Aim of the task: Your answer should be only the lines below from the one with "Target: asphalt court surface" to the one with "Target: green tree", repeated exactly, ends included.

(Point-per-instance localization data)
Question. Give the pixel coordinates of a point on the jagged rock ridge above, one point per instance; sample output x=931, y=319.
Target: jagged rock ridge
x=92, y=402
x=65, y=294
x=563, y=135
==
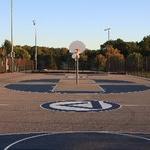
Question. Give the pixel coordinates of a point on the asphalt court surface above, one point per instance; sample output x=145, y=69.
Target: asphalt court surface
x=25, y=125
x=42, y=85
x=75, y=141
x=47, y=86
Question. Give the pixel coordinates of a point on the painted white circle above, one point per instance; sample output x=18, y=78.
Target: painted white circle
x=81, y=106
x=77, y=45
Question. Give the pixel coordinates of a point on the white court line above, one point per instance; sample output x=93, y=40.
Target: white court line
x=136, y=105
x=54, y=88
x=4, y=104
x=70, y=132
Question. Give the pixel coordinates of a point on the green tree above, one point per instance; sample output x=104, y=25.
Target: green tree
==
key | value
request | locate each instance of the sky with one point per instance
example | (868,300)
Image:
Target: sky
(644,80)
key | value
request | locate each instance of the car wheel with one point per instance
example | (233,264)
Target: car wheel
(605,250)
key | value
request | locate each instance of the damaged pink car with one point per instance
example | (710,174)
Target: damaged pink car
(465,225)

Expected answer:
Target: asphalt court surface
x=25, y=125
x=42, y=85
x=75, y=141
x=47, y=86
Question. Give the pixel coordinates of a point on the painted white circle above, one point per instance; sample output x=18, y=78.
Target: painted white circle
x=81, y=106
x=77, y=45
Question. Give the pixel coordinates of a point on the white court line above, one point per instance; sample output x=93, y=40.
Target: white court line
x=136, y=105
x=54, y=88
x=4, y=104
x=70, y=132
Question. Give the pixel coordinates of a point on the green tree above, one point per instance; sample output x=104, y=25.
Target: green tree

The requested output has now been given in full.